* _WORK REQUIRED_: Rewrite the items below, swapping every "pointer" for "labeler" and leaving all other text the same.

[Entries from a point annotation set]
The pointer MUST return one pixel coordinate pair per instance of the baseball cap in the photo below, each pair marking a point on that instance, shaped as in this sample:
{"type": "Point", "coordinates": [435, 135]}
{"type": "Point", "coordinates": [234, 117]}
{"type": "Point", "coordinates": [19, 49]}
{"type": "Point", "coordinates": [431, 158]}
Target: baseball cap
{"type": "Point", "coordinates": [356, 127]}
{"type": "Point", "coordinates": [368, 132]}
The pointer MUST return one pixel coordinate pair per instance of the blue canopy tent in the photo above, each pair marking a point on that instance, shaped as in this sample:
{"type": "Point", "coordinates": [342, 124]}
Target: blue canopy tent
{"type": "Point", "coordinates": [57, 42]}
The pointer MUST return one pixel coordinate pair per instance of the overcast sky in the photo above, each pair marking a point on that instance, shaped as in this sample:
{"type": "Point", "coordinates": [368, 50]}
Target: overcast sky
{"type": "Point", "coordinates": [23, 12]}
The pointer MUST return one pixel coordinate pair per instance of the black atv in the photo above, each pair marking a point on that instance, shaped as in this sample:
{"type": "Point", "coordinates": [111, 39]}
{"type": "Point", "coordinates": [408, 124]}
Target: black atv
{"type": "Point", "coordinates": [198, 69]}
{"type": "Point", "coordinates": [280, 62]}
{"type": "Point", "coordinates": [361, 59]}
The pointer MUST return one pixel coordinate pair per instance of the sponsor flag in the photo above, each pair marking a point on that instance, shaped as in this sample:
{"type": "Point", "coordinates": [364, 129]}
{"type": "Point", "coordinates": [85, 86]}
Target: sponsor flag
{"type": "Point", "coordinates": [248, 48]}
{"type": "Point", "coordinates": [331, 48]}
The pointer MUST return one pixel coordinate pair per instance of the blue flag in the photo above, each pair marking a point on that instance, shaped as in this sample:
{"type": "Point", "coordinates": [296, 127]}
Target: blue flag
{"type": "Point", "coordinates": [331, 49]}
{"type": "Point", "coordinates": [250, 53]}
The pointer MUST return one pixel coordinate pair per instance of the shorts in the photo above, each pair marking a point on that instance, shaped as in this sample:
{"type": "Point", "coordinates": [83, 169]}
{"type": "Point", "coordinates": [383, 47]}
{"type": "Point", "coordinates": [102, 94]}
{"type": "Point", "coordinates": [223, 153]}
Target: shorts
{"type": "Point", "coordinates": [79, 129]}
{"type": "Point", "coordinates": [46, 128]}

* _SOLVED PROBLEM_:
The labeler MUST return one pixel coordinate pair per instance of the baseball cap in the photo below, each pair marking a point on that instance, shaped as in this sample:
{"type": "Point", "coordinates": [435, 135]}
{"type": "Point", "coordinates": [234, 117]}
{"type": "Point", "coordinates": [19, 49]}
{"type": "Point", "coordinates": [431, 158]}
Target: baseball cap
{"type": "Point", "coordinates": [356, 127]}
{"type": "Point", "coordinates": [368, 132]}
The labeler MUST return one pixel coordinate pair per instance of the blue canopy tent in the photo above, each pair marking a point on that instance, shaped as in this sample:
{"type": "Point", "coordinates": [342, 124]}
Target: blue canopy tent
{"type": "Point", "coordinates": [57, 42]}
The labeler MUST return one pixel coordinate pair per instance of the overcast sky in the photo above, each pair marking a point on that instance, shaped as in this sample:
{"type": "Point", "coordinates": [368, 50]}
Target: overcast sky
{"type": "Point", "coordinates": [23, 12]}
The labeler MUST return one pixel coordinate pair per instance of the black atv in the photo above, each pair marking a point on that instance, shaped as in this sample:
{"type": "Point", "coordinates": [111, 39]}
{"type": "Point", "coordinates": [408, 124]}
Target: black atv
{"type": "Point", "coordinates": [198, 69]}
{"type": "Point", "coordinates": [280, 62]}
{"type": "Point", "coordinates": [361, 59]}
The labeler MUST return one pixel coordinate pair per instance of the sponsor flag in the photo above, each pair marking a point on that instance, shaped as in this sample:
{"type": "Point", "coordinates": [364, 129]}
{"type": "Point", "coordinates": [85, 86]}
Target: sponsor flag
{"type": "Point", "coordinates": [248, 48]}
{"type": "Point", "coordinates": [331, 48]}
The labeler MUST return one pixel coordinate pair per instance of the blue flag in the photo above, each pair marking a point on that instance, shaped as in this sample:
{"type": "Point", "coordinates": [296, 127]}
Target: blue flag
{"type": "Point", "coordinates": [331, 49]}
{"type": "Point", "coordinates": [250, 53]}
The labeler MUST return one pixel coordinate pair per instance of the shorts in the photo above, each pair marking a point on that instance, shaped as in this sample:
{"type": "Point", "coordinates": [83, 169]}
{"type": "Point", "coordinates": [383, 47]}
{"type": "Point", "coordinates": [102, 94]}
{"type": "Point", "coordinates": [223, 153]}
Target: shorts
{"type": "Point", "coordinates": [79, 129]}
{"type": "Point", "coordinates": [46, 128]}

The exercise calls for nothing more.